### Your objective
Reproduce all the data, character for character.

(Stored dataset items)
####
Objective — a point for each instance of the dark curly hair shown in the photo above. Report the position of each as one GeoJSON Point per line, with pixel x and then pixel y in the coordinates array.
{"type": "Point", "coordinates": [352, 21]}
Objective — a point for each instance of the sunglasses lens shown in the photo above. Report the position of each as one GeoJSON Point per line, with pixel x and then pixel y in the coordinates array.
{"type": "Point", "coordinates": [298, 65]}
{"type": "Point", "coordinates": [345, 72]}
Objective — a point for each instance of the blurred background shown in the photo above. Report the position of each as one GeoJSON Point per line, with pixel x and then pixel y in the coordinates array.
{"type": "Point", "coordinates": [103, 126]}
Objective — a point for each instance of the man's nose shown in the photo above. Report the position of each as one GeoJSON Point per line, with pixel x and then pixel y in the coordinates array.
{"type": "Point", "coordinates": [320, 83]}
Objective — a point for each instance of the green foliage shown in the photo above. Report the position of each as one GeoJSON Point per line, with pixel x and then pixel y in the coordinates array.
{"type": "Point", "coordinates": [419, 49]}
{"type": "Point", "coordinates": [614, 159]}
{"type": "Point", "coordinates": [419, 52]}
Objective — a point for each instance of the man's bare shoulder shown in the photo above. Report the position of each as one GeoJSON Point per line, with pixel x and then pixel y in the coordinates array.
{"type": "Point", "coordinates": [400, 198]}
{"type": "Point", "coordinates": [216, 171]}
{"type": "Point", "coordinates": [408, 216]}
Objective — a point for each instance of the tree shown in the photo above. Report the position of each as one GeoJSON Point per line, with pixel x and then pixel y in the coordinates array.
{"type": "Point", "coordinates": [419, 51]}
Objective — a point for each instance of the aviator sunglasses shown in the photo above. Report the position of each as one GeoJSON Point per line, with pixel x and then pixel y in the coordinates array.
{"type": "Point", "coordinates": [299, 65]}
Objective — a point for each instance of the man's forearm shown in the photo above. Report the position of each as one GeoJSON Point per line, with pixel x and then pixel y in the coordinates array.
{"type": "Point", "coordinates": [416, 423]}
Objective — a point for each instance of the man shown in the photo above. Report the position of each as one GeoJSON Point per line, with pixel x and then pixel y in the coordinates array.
####
### Exercise solution
Objective — a point for each instance of the dark curly hair shown in the photo above. Report the position of each as one GeoJSON Point per line, with pixel x and then pixel y in the coordinates array.
{"type": "Point", "coordinates": [352, 21]}
Objective — a point for each instance of the sunglasses lens shown in the photo above. Report the position of each as one GeoJSON Point per line, with pixel x and then pixel y in the coordinates array.
{"type": "Point", "coordinates": [298, 65]}
{"type": "Point", "coordinates": [345, 72]}
Objective — a point for each instance of the blurred background shown in the photo above. Report the position of each as one GeoJSON Point per line, with pixel x and then pixel y in the coordinates array.
{"type": "Point", "coordinates": [103, 126]}
Objective — a point for each instance of the man's nose shown in the photo above. Report the position of each as one GeoJSON Point per line, with pixel x and then pixel y in the coordinates array.
{"type": "Point", "coordinates": [320, 83]}
Objective — a point for each instance of the green foliage shown in the photo above. Report the position of each as one GeoJSON Point per line, with pixel x and then pixel y in the coordinates array.
{"type": "Point", "coordinates": [419, 49]}
{"type": "Point", "coordinates": [614, 159]}
{"type": "Point", "coordinates": [419, 52]}
Objective — a point for each instance of the man's bare shoulder shown in the photo above. Report the position of each as one GeoJSON Point per line, with pixel x and then pixel y in the coordinates array.
{"type": "Point", "coordinates": [400, 198]}
{"type": "Point", "coordinates": [216, 171]}
{"type": "Point", "coordinates": [408, 216]}
Objective — a point for each instance of the tree shown in the photo above. Report the position of each as one GeoJSON Point per line, with pixel x and then pixel y in the coordinates array.
{"type": "Point", "coordinates": [419, 51]}
Objective — a point for each instance of the aviator sunglasses shown in the photo above. Report the position of each as one GeoJSON Point per line, with pixel x and then pixel y in the coordinates array.
{"type": "Point", "coordinates": [299, 65]}
Objective — a point for each instance of the man's forearm shown in the photo above. Report the position of each as one GeoJSON Point per line, with pixel x and then pixel y in the coordinates array.
{"type": "Point", "coordinates": [416, 423]}
Objective — a point for each instance of the man shown in the photo above. Report the position of each as one GeoJSON Point per line, with pixel x and then pixel y in the coordinates array.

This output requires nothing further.